> [Problem to work on] Please repeat the whole listing exactly, but leave the pictures out.

(Available data begins)

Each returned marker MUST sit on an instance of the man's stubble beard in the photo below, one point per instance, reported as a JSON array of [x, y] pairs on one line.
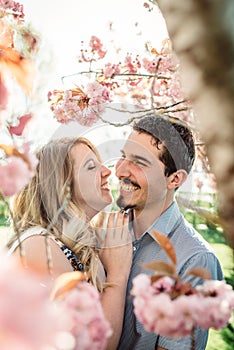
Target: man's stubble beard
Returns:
[[122, 205]]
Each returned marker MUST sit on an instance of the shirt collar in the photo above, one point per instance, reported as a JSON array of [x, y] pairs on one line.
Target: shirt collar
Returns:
[[166, 222]]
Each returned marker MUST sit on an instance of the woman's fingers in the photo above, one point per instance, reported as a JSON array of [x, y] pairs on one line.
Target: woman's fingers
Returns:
[[117, 230]]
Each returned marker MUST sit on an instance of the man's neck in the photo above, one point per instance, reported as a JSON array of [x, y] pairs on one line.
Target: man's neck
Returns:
[[144, 219]]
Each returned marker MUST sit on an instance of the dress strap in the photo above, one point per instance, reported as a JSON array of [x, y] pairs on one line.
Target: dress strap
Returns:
[[72, 258]]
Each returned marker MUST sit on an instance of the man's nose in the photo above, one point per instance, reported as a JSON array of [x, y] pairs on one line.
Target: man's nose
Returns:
[[122, 168], [105, 171]]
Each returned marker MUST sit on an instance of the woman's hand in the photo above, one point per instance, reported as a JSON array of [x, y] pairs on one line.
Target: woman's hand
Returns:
[[116, 247], [116, 256]]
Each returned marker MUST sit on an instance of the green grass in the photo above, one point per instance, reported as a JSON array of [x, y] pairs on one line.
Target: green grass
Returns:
[[218, 340]]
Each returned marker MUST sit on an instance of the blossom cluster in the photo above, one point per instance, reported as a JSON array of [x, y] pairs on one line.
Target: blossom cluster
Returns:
[[73, 322], [28, 319], [16, 67], [157, 308], [153, 79], [83, 106], [88, 324]]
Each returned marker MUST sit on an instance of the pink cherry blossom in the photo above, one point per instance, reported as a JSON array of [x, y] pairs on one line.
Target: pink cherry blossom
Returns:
[[3, 94], [78, 105], [28, 319], [111, 69], [149, 65], [164, 309], [164, 285], [89, 326], [15, 174], [22, 122]]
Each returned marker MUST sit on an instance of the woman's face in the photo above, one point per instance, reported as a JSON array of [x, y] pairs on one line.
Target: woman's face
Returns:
[[90, 180]]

(Available data ends)

> [Response to the task]
Each returned marker MUST sit on an instance of the man's stubble beard in the photo below, one point per instance, reported as a JSON array of [x, y] pairs on one line.
Target: man's stubble beard
Returns:
[[122, 205]]
Each returned marker MUST sit on an instance of the shirt collar in the photo above, one point per instance, reported as a JSON array of [x, y] pairs on one line.
Target: shirt collar
Returns:
[[166, 222]]
Each returned marker MUST sit on an instance of the woman's fingers in the photo above, one point per instance, reported as a JSON array of [x, y] pairs on one line.
Target: woman's fingers
Returns:
[[117, 230]]
Each returned marker MUST sit on an instance of the man's neck in the photo above, one point per instance, reported as a JSON array of [x, y] pairs on one line.
Target: man's neck
Returns:
[[144, 219]]
Each returned marker MUST sit on an instance of the dress strap in the photo above, one point per instance, reported as a JSON array of [x, y] pairs on one line.
Target: dress strap
Returns:
[[72, 258]]
Each returned marker MUST sit on an instance of the man's nose in the photo above, one point per instance, reported as a JSON array of [x, y] pairs on one line.
Target: man's nose
Returns:
[[122, 168], [105, 171]]
Each returned marker MUST sit on an instance of the woman's hand in the photo above, one point per instance, reported as a JSON array of [x, y] pairs on one line.
Target: woman's hand
Returns:
[[116, 247], [116, 256]]
Each returned marker MUST sit on an instance of the green grass in the photo above, one point per instance, reported as a JSON array of [x, y] pairs on one line.
Target: green grass
Returns:
[[218, 340]]
Each returned marker MUST sit on an instance of the blossom cluster in the photo above, one point per instance, reported as a JSON array of [x, y] pairs on one line.
Target: blossom cluster
Returns:
[[73, 322], [28, 319], [16, 67], [157, 308], [153, 79], [83, 106], [88, 324]]
Each returned marker MUST sit on an instance of the pink cherry blossom in the photo above, one point per instance, reported as a JSON array of [x, y] pairs on one line.
Target: pink cherry blossom
Returns:
[[3, 94], [78, 105], [28, 319], [111, 69], [149, 65], [164, 309], [164, 285], [89, 326], [15, 174], [22, 122]]
Each returned marker MUST sit on an instance of the woman's face in the photo above, one point per instance, reported as a JSON array of [x, y] pairs on one line.
Target: woman's face
Returns:
[[90, 180]]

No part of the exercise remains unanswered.